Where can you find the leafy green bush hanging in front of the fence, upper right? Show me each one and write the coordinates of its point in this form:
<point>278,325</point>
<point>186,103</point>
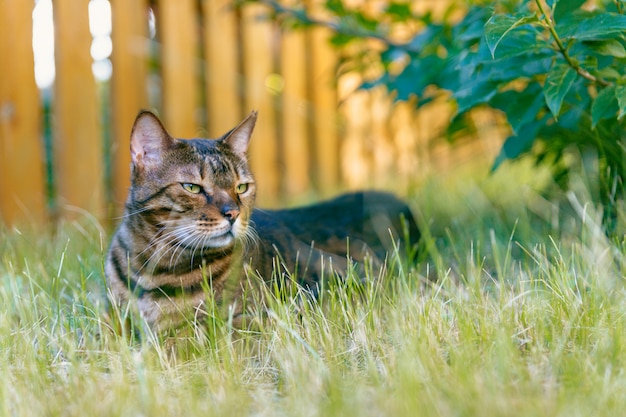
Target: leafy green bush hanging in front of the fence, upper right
<point>555,69</point>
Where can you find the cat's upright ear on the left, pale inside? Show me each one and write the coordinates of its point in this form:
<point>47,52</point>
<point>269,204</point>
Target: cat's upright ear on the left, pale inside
<point>148,139</point>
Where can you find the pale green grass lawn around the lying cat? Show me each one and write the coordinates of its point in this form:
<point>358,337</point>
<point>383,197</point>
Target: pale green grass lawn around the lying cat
<point>526,317</point>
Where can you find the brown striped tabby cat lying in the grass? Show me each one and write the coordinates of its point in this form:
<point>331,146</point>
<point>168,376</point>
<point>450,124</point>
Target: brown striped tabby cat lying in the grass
<point>190,227</point>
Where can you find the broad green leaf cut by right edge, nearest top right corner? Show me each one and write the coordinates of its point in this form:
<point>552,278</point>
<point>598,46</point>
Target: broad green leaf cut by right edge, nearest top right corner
<point>587,26</point>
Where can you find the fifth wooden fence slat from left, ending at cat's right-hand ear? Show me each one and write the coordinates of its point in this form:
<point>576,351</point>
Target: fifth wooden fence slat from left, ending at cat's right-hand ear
<point>221,53</point>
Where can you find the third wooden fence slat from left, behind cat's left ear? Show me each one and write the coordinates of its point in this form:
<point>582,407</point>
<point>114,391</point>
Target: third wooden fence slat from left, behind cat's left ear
<point>128,83</point>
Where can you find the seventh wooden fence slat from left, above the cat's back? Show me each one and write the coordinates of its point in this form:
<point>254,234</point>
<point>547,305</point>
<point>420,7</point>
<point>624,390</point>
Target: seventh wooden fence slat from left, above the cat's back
<point>294,113</point>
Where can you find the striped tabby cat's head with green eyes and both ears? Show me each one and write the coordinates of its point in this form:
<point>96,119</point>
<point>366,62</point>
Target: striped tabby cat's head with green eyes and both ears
<point>196,193</point>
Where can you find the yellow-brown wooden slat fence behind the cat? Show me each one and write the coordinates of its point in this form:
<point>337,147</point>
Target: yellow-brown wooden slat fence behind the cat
<point>206,65</point>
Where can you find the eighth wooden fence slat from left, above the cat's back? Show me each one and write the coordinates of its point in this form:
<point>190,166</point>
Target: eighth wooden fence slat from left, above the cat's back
<point>324,98</point>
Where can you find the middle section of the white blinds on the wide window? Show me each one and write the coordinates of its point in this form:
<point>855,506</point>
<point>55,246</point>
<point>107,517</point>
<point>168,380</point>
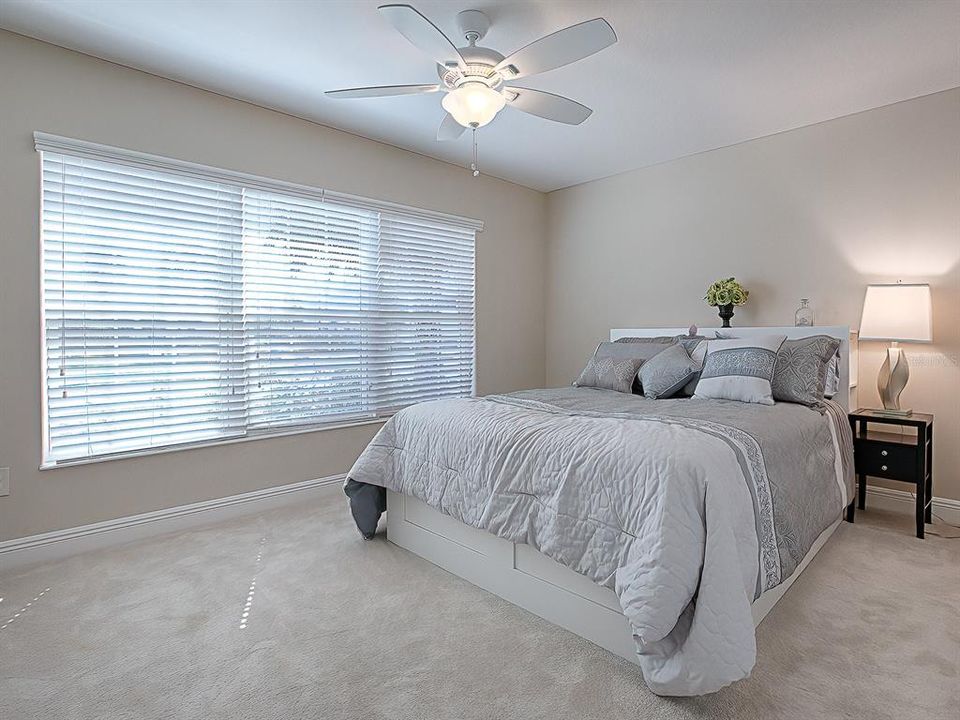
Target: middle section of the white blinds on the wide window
<point>307,267</point>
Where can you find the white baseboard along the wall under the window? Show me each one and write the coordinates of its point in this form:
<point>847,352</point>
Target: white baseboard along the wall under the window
<point>58,544</point>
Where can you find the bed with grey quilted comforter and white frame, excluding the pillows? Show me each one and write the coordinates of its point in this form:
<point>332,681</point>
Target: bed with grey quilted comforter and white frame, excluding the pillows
<point>662,530</point>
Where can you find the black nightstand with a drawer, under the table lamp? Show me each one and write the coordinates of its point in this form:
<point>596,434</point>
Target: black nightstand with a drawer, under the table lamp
<point>894,456</point>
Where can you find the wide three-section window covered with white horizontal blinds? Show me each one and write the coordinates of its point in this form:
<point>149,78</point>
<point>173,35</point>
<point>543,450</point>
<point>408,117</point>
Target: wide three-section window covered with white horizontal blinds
<point>184,305</point>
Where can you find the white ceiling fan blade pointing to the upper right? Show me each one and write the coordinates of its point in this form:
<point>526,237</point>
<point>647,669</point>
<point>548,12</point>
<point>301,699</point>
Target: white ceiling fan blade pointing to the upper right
<point>560,48</point>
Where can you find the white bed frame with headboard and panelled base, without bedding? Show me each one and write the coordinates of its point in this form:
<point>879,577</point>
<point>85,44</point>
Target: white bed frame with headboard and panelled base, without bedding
<point>531,580</point>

□ □ □

Leaving out only the pictures, retype every record exactly.

# [Response box]
Where can you find the leafy green bush hanging in front of the fence, upper right? Show me each one and write the coordinates of its point in this form:
<point>278,325</point>
<point>186,103</point>
Target: leafy green bush hanging in front of the fence, upper right
<point>555,69</point>
Where can you find the cat's upright ear on the left, pale inside? Show me each one and write the coordinates of its point in this form:
<point>47,52</point>
<point>269,204</point>
Target: cat's upright ear on the left, pale inside
<point>148,139</point>
Where can you find the pale green grass lawn around the lying cat? Show me each one and write the coordinates of its point in this form:
<point>358,337</point>
<point>383,197</point>
Target: pale green grass lawn around the lying cat
<point>526,317</point>
Where can you find the brown striped tabby cat lying in the grass? Show me each one and write the coordinates of its point in this form:
<point>331,146</point>
<point>168,376</point>
<point>450,124</point>
Target: brown striped tabby cat lying in the grass
<point>190,227</point>
Where can you find the broad green leaf cut by right edge, nearest top right corner? Show me each one and write the coordinates of its point in this form:
<point>552,278</point>
<point>598,46</point>
Target: broad green leaf cut by right edge, nearest top right corner
<point>587,26</point>
Where can you find the fifth wooden fence slat from left, ending at cat's right-hand ear? Show me each one and write the coordinates of its point in this form:
<point>576,351</point>
Target: fifth wooden fence slat from left, ending at cat's right-hand ear
<point>221,53</point>
Where can you find the third wooden fence slat from left, behind cat's left ear? Show me each one and write the coordinates of its point in this form:
<point>582,407</point>
<point>114,391</point>
Target: third wooden fence slat from left, behind cat's left ear
<point>128,83</point>
Where can you find the seventh wooden fence slat from left, above the cat's back? Show me each one and write the coordinates of its point in this form:
<point>254,234</point>
<point>547,305</point>
<point>420,7</point>
<point>624,390</point>
Target: seventh wooden fence slat from left, above the cat's back
<point>294,113</point>
Where can you find the striped tabby cat's head with green eyes and both ears? Show me each one and write the coordinates of its point in this form:
<point>96,119</point>
<point>366,62</point>
Target: striped tabby cat's head with green eyes and both ears
<point>196,193</point>
Where can you find the yellow-brown wooden slat fence behind the cat? Show me each one and write the coordinates of its point in this form:
<point>337,147</point>
Target: yellow-brown wooden slat fence behind the cat
<point>206,65</point>
Where can you find the eighth wooden fence slat from left, above the cat's back? Show me each one and write the coordinates of its point in this form:
<point>190,166</point>
Target: eighth wooden fence slat from left, above the cat's back
<point>324,98</point>
Where can you find the middle section of the white blinds on the wide window? Show me each one and write the coordinates of its point in this form:
<point>855,506</point>
<point>55,246</point>
<point>107,517</point>
<point>168,380</point>
Target: middle section of the white blinds on the wide window
<point>307,267</point>
Where can you find the white baseboard along the wall under the window? Show me each one and write the coordinates of its point in this form:
<point>847,352</point>
Target: white baseboard along the wall under the window
<point>58,544</point>
Where can you find the bed with grey quilted comforter and white frame, excluding the pillows? Show me each one and write the coordinates of its point in this form:
<point>332,681</point>
Target: bed with grey quilted comforter and white frame, excluding the pillows
<point>662,530</point>
Where can you find the black nightstand with a drawer, under the table lamp? Show me each one and write the coordinates of its point in this form:
<point>596,434</point>
Target: black nightstand with a drawer, under the table lamp
<point>894,456</point>
Where can you find the wide three-section window covered with white horizontal blinds? Show me each one and write the coordinates of its point in this form:
<point>149,78</point>
<point>173,35</point>
<point>543,450</point>
<point>408,117</point>
Target: wide three-section window covered with white horizontal blinds
<point>184,305</point>
Where can you find the white ceiling fan blade pointing to the upper right? Show me each one and write the coordinates of its point in this form:
<point>526,237</point>
<point>647,669</point>
<point>548,12</point>
<point>301,699</point>
Target: white ceiling fan blade pointing to the upper right
<point>560,48</point>
Where can you find the white bed frame with headboard and panelled base, without bedding? Show me each one and write the coordinates of its point in this form:
<point>879,577</point>
<point>85,44</point>
Target: white bed frame with headboard and panelled base, without bedding
<point>531,580</point>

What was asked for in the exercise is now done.